» **Task goal**: The data below should be restated word for word, pictures omitted.

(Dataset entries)
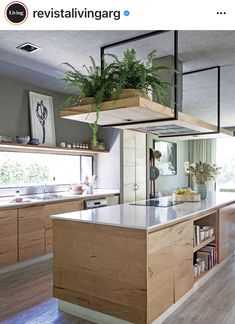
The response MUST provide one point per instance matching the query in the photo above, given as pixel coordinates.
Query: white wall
(108, 164)
(180, 179)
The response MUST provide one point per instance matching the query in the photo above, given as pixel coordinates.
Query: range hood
(146, 116)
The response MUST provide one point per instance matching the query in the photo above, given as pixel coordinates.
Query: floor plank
(26, 297)
(213, 303)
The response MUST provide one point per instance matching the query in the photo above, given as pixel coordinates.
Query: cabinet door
(170, 266)
(160, 280)
(58, 208)
(183, 258)
(8, 237)
(226, 231)
(31, 232)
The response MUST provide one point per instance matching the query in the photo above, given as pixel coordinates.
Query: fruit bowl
(186, 195)
(22, 139)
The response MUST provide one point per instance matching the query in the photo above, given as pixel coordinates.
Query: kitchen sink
(47, 197)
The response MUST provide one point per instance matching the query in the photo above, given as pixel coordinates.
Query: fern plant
(94, 83)
(130, 73)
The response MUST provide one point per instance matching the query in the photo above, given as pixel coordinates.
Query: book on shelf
(209, 254)
(196, 235)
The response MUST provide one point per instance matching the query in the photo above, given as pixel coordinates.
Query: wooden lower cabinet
(112, 200)
(170, 266)
(130, 274)
(31, 232)
(8, 238)
(160, 279)
(58, 208)
(226, 231)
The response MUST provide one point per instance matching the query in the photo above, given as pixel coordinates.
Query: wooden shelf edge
(203, 243)
(14, 147)
(118, 104)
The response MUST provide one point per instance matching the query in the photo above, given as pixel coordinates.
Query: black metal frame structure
(176, 45)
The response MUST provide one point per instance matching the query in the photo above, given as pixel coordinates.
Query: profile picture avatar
(16, 12)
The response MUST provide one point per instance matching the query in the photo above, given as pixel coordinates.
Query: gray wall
(108, 165)
(180, 179)
(14, 109)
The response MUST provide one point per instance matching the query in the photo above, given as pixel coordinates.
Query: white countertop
(9, 201)
(142, 217)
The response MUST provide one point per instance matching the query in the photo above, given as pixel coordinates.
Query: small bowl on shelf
(22, 139)
(34, 141)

» **Solution to the exercise**:
The response MUST provide one point per instance matching the query in the photo above, given as pixel coordinates.
Query: white wall
(108, 164)
(180, 179)
The response MUST provide one point per instance matching the query in the photo above, given as pixel coordinates.
Query: range hood
(146, 116)
The response MUST provide one point per instance matching the query in the photo above, given as pixel coordinates.
Query: floor plank
(26, 297)
(213, 303)
The response MUST provide one point per instance matching the query in the photo above, given as pixel coordinates.
Query: cabinet door
(170, 266)
(160, 280)
(58, 208)
(183, 258)
(8, 237)
(226, 231)
(31, 232)
The response MUST provide one point per instance matching the query in the photo above, given as pixel coordinates.
Query: fruit bowl
(186, 195)
(22, 139)
The response MUST provide one point per instance matching the query in the photo above, given as pixel coordinates.
Query: kitchen sink
(47, 197)
The response MUST provide one point per instance matching the query in the photo above, given as pixel coordinates.
Query: fern plant
(94, 83)
(130, 73)
The response MUST provide one point per instance matching the query in the photo above, given as pixel coordinates.
Query: book on shelf
(209, 254)
(196, 235)
The response MUST provide one point per instance matching the query in the photo above, given as pixel coordinates.
Query: wooden lower cabinet
(112, 200)
(170, 266)
(130, 274)
(31, 232)
(8, 238)
(160, 279)
(58, 208)
(226, 231)
The response MUST provide one point per instance matching the query in the photo above, given as pixel coordinates.
Query: wooden shelf edge
(203, 243)
(14, 147)
(118, 104)
The response MUST provide one point per instance matching the query in the photo above, given as pixel coordinates.
Query: black metal frame structure
(176, 45)
The response MUST provide one point per instance matching the query in the photo above, given as pixel coordinates.
Query: profile picture avatar
(16, 12)
The response MUST provide one point per instance matching the query in the photo above, given as pixel coordinates.
Query: gray wall
(108, 165)
(180, 179)
(14, 109)
The response MUST provide one point per instance matching the query in the photo above, given as pixel coordinates.
Query: white countertop
(9, 201)
(142, 217)
The response MUST provide one point per instance matching the query in the photo above, given as pixel coordinates.
Query: small bowl on shelf
(22, 139)
(34, 141)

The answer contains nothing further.